#### [Requirements]
1 – According to the text on Glasgow business sources, how often were the Post Office directories revised and reprinted?
2 – Please carry on the text on Glasgow business sources from where it stops.

#### [Source]

>> start

Urban ExpansionHistorical Sources

The project uses three main sources of information on Glasgow entrepreneurs and their business locations.

  1. Post Office Directories
  2. Valuation Rolls
  3. Census
 
Post Office Directories 

sample printed 1861 Glasgow Post Office Directory page

 

Post Office directories (PODs) provide a commercial listing of all business addresses in Glasgow, listed by business name. Since the Post Office needed to deliver mail to the right location, there was a strong incentive to update the information and record location accurately, and they were wholly revised and reprinted annually.

Post Office directories are available for other cities in Scotland and England, but the information and format varies. The Glasgow PODs contain particularly valuable information on individual business partners and street level microgeography of the city.

>> end

#### [Data segment]
>> start

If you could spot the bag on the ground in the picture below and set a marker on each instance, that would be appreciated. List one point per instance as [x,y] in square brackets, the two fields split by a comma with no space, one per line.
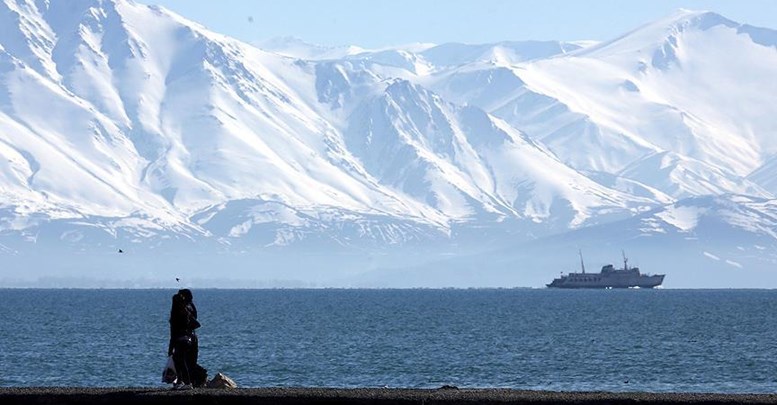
[199,375]
[168,373]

>> end

#### [Responses in order]
1 – They were wholly revised and reprinted every year.

2 –
Valuation Rolls

Handwritten manuscript pages of Valuation Rolls

Valuation Rolls name the tenants/occupiers and rental values of commercial, residential and mixed premises, listed by address. They were compiled annually and subject to scrutiny from rent payers. We see evidence of many adjustments made when  occupiers successfully appealed an assessment. Rental values of commercial premises are indicative of entry costs to business. Used comparatively, they may also be used to gauge size and success of the business.

 

Censuses

The decennial population Censuses allows us to deduce demographic characteristics of the entrepreneurs who ran Glasgow’s businesses, including age, migration status, sex (useful where we have no forenames), and family circumstances. We use the I-CeM dataset transcription available through the UK Data Archive.

We also make use of declarations of workforce size extracted from the Census by the British Business Census of Entrepreneurs project. This enables us to gauge the size and success of some businesses in a different way.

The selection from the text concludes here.